● **To do**
Update the rows from the line containing "Locate the man" through the end of the rows by replacing "white shirt" with "striped shirt", keeping everything else the same. Give back only those lines.

Dataset excerpt:

------------------------------------

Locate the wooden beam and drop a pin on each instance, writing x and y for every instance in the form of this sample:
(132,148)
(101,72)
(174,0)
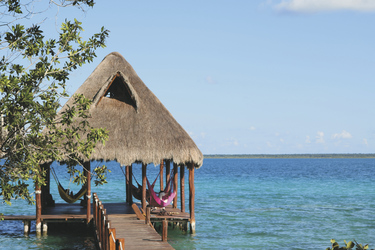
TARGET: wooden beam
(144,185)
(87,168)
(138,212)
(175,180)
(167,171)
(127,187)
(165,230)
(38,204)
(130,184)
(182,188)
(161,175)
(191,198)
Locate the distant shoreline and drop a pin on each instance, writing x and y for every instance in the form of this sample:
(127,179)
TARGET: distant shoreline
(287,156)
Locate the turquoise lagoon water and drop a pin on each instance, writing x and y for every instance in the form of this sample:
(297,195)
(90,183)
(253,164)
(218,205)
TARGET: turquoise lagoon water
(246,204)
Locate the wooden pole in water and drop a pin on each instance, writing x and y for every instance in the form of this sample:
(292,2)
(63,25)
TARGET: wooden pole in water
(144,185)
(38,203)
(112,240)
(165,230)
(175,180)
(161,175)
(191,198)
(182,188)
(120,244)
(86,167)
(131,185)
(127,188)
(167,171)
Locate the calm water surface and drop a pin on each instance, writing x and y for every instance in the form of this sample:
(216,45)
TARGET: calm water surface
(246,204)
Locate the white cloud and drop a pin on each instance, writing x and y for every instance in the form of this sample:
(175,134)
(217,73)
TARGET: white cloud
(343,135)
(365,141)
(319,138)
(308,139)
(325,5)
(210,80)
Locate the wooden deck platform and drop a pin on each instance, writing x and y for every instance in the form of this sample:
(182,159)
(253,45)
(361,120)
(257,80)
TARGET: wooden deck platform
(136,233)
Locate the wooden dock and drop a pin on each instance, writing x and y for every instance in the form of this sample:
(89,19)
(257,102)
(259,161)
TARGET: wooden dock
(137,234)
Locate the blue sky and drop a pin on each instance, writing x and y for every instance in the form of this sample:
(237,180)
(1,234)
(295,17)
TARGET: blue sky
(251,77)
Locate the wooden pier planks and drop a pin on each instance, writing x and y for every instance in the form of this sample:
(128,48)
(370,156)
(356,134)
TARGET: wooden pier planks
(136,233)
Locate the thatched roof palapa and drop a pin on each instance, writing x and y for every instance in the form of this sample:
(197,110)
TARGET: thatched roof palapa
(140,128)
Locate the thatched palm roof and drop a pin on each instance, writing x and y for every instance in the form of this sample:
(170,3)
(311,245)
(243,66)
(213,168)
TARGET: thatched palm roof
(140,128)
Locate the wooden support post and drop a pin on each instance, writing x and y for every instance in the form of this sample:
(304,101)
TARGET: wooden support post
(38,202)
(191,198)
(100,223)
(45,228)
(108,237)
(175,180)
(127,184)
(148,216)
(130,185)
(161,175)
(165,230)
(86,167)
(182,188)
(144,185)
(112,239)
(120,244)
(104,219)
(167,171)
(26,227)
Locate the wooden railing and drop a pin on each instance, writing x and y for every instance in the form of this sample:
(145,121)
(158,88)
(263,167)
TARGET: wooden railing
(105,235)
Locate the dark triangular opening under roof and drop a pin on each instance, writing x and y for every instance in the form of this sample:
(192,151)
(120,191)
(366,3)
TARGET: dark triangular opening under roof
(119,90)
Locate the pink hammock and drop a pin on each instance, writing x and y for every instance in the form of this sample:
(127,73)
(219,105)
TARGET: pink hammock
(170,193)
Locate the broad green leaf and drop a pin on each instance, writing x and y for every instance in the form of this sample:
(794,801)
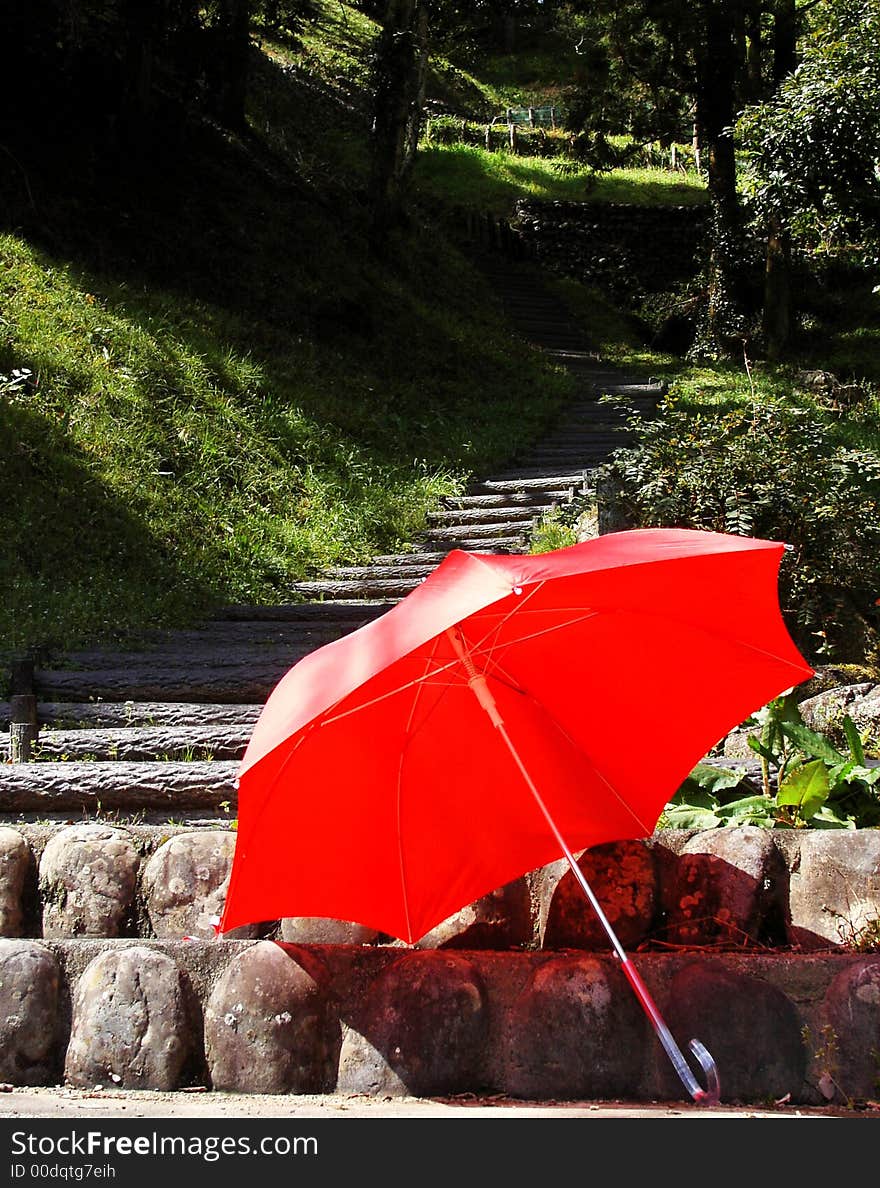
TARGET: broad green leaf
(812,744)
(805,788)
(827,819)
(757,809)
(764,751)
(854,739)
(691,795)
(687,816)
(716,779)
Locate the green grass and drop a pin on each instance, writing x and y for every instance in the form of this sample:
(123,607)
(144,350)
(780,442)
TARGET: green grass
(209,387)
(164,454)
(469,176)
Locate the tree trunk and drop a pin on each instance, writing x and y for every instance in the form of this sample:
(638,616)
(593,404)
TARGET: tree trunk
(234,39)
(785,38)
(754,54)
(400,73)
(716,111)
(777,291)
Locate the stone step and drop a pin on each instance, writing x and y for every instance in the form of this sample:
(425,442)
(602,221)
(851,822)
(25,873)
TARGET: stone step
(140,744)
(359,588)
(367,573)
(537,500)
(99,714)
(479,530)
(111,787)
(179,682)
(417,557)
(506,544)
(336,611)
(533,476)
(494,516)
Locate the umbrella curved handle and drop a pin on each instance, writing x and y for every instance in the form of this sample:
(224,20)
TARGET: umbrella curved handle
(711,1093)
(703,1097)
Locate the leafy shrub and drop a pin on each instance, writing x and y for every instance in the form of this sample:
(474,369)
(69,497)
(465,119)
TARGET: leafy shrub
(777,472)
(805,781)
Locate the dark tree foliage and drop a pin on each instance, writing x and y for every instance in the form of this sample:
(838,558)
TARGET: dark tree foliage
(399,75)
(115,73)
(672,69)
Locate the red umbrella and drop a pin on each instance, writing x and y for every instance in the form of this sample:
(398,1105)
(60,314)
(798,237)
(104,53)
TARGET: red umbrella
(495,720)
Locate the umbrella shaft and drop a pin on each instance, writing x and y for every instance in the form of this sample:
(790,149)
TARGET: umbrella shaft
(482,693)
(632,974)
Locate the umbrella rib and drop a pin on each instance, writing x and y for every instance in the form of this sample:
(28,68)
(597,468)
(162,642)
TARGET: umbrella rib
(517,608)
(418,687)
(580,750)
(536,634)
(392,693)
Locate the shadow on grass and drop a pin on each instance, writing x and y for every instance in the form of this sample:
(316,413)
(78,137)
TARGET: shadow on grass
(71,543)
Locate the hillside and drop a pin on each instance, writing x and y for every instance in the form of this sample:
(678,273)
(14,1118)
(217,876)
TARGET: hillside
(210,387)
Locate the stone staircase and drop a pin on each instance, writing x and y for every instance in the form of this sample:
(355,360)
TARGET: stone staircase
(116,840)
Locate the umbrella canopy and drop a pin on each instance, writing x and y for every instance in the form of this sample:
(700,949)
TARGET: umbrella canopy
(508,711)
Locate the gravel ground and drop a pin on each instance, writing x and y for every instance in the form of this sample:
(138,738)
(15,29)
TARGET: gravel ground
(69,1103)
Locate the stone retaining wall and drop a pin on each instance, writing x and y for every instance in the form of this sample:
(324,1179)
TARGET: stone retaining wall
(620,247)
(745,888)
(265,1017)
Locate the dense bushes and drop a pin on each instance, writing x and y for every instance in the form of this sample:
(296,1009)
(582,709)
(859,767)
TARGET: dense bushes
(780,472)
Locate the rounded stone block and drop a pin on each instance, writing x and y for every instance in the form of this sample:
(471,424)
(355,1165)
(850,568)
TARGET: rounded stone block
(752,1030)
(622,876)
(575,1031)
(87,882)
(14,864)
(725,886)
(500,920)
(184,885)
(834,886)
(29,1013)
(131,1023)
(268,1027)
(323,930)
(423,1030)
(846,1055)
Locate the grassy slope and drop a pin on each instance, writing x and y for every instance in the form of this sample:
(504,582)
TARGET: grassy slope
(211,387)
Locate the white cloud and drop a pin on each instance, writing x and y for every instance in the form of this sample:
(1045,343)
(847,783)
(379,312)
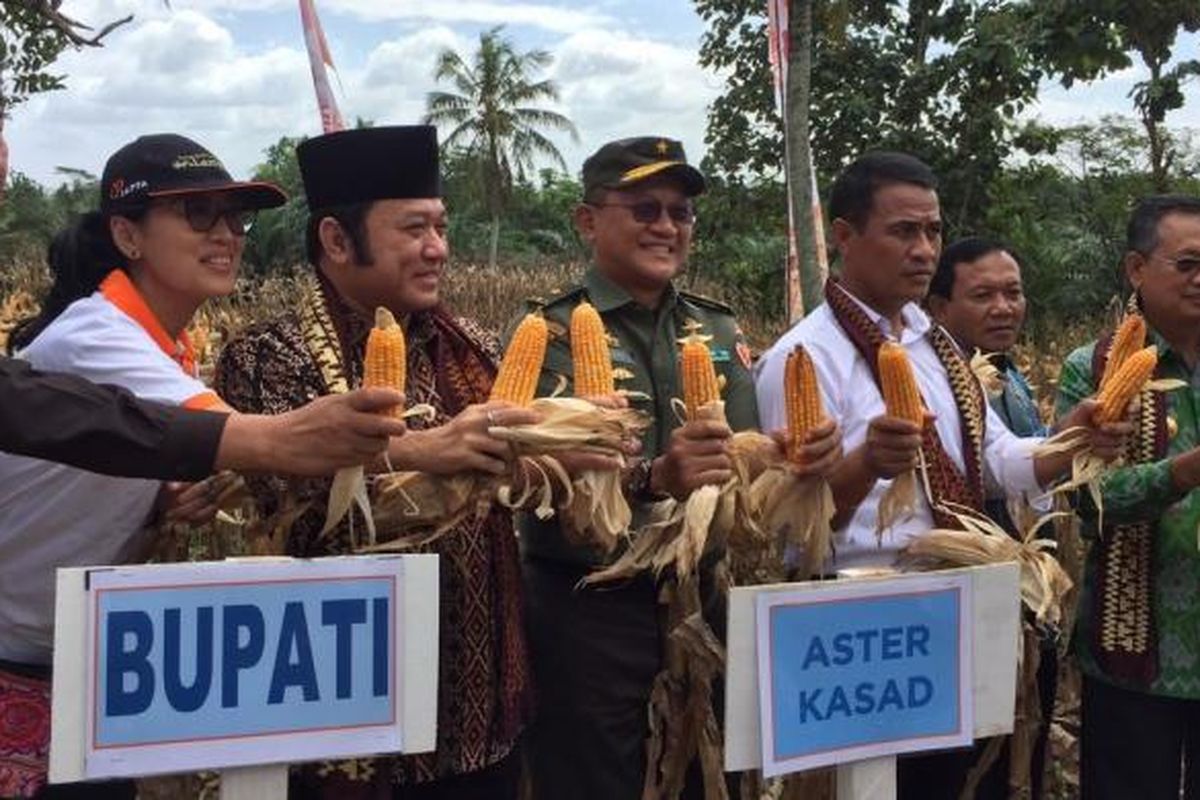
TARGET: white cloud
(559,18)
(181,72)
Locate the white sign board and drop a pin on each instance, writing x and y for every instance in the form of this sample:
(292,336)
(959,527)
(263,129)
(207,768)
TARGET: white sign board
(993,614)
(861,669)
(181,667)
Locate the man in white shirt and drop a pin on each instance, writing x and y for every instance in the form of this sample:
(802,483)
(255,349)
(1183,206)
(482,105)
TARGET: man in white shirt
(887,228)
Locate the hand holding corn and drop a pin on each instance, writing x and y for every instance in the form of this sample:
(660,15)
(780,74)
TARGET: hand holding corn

------------------------------------

● **Solution below**
Locate the man in striped shirt and drop a pin on each instance, writing x and y for every instance in the form of this sample:
(802,483)
(255,349)
(1183,206)
(482,105)
TARGET: man in striped shirt
(887,228)
Locate the hand holding corn and drop a pin on each instance, writing x and y for every instance in the form of this sample:
(660,15)
(780,74)
TARGET: hand holding corn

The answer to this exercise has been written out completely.